Yazılı Alıştırma » Lütfen aşağıdaki alıntının "Başkent gündemine rutin" ile başlayıp "çoğu şimdi rahmetlik.." ile biten kısmını kelimesi kelimesine aktarın.

Alıntı »
======

“Adalet ağır ilerler ama daima hedefine varır”


“Adalet ağır ilerler ama daima hedefine varır”
Gerçeği tam olarak yansıtan bir anlatımı dile getiren isim, Başkentten ses verdi önceki gün..
BBP Genel Başkanı Destici: “Şehit liderimiz Muhsin Yazıcıoğlu’nu sevgiyle, saygıyla ve özlemle anıyorum” diye söze girdi.. Partisinin kuruluşunun 28. Yılına özeldi belki lafları.. Fakat öyle çarpıcı başlıkları da açtı ki kendileri, dikkat kesilmemek bence elde değildi..
Başkent gündemine rutin göz atarım.. Yine öyle bir durumda iken dün,  Destici’nin sözlerine ayrı bir odaklandım..Neden mi..?
Nedeni şu: Meslek hayatım boyunca pek çok siyasetçinin Çanakkale ziyaret programlarını izledim.. Bir çoğu şimdi rahmetlik..
‘Başbuğ’ mu desem, ‘Karaoğlan’ mı.. Ya da ‘Hoca’…  Belki de  ‘Baba’ demeliyim dahasından söz etmeden..
Lakin dahası da var elbet.. Örneğin rahmetli İnönü…  Erdal bey.. Ne de beyefendi idi kendileri..
Çok lider tanıdık mesleki anlamda.. Bir isim daha ardı ki, ne vakit üşüsem ayazda, hemen aklıma gelendir.. Muhsin başkan.. Hele, onun ezber edilen şiiri.. Hani cezaevi yıllarında yazdığı..

======

Veri Satırları »
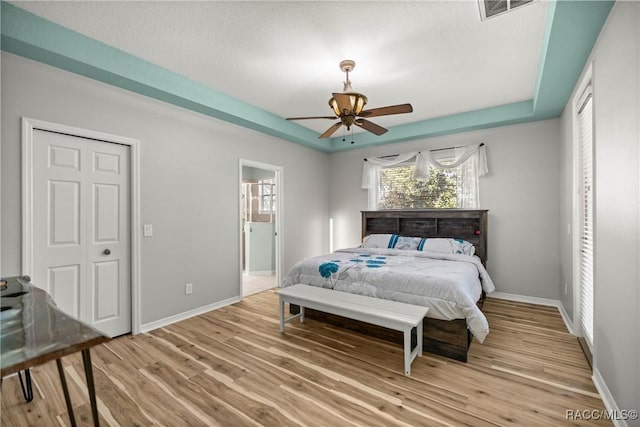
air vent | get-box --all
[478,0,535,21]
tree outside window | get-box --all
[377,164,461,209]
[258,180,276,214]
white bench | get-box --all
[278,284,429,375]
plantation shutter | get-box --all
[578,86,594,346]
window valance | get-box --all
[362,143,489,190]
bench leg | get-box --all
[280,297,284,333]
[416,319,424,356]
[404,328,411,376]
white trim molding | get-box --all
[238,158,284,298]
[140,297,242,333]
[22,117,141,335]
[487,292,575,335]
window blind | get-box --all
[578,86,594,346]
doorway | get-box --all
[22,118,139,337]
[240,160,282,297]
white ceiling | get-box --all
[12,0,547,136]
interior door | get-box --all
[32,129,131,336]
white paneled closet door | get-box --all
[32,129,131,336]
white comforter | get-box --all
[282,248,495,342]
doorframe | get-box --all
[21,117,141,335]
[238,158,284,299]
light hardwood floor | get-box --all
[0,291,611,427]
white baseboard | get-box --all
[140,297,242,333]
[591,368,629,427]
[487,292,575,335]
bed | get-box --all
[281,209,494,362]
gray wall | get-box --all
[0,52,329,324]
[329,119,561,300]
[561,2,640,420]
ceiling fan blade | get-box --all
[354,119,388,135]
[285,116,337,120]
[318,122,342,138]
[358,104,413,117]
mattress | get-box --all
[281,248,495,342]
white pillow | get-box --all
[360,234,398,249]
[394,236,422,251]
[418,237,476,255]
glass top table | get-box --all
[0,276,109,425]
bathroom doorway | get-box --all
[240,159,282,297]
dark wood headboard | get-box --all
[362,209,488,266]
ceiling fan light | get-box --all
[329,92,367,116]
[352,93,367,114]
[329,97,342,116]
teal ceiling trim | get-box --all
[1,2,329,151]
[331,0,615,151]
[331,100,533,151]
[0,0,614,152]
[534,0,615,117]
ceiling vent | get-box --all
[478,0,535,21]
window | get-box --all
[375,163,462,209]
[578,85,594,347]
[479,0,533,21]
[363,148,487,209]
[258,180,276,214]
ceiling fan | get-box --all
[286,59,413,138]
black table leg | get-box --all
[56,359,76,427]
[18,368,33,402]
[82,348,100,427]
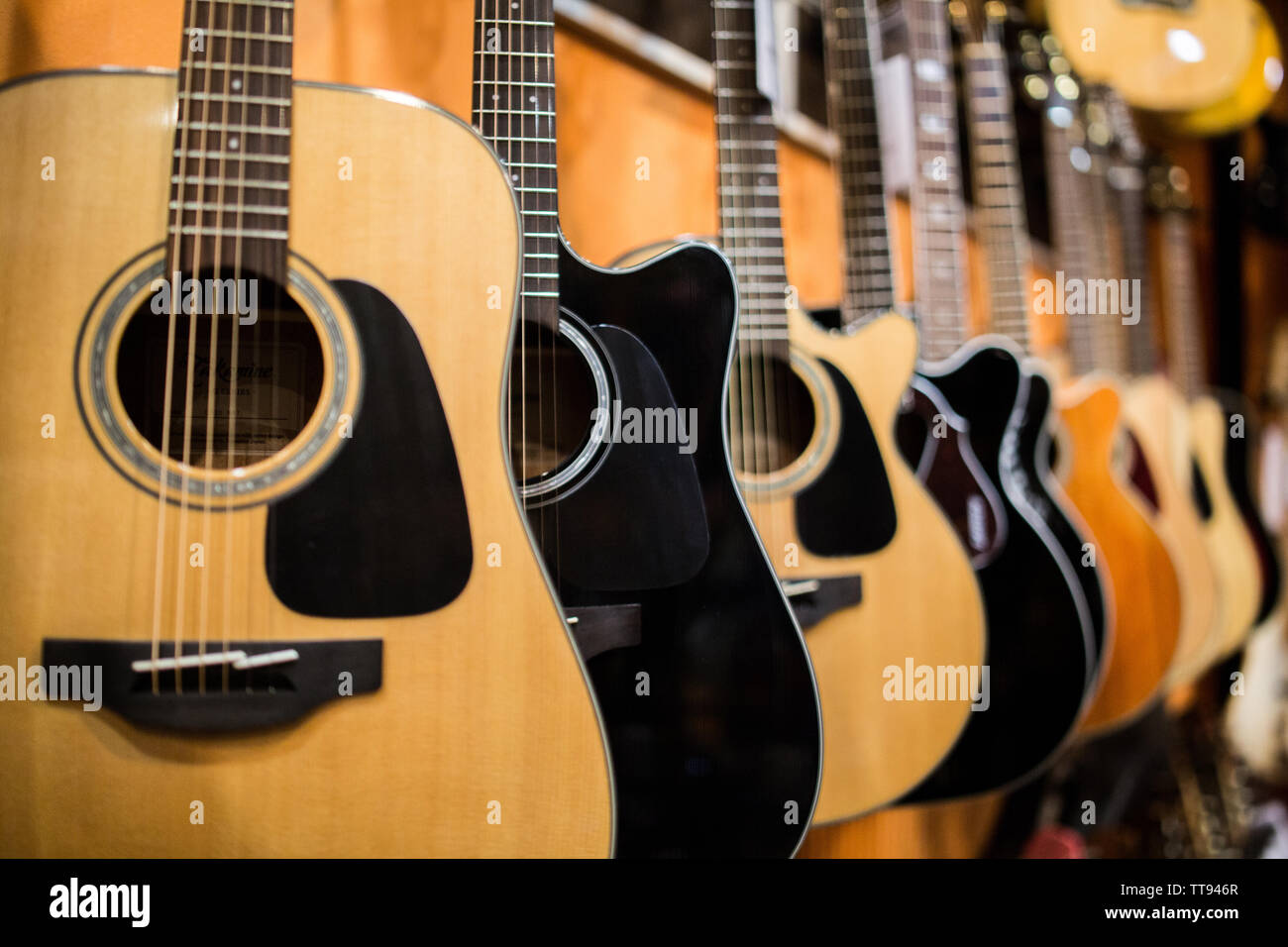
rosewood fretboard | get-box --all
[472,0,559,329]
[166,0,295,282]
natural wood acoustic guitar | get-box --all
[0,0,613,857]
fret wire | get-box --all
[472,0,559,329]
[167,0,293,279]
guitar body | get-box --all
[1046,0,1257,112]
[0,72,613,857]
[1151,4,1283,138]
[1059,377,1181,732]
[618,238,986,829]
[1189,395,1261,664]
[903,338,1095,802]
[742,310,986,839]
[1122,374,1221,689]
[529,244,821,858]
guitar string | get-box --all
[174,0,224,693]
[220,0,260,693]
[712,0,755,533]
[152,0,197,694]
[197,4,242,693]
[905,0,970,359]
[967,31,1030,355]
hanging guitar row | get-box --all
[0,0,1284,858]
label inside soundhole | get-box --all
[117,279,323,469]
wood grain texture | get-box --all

======

Cevap »
Başkent gündemine rutin göz atarım.. Yine öyle bir durumda iken dün,  Destici’nin sözlerine ayrı bir odaklandım..Neden mi..?
Nedeni şu: Meslek hayatım boyunca pek çok siyasetçinin Çanakkale ziyaret programlarını izledim.. Bir çoğu şimdi rahmetlik..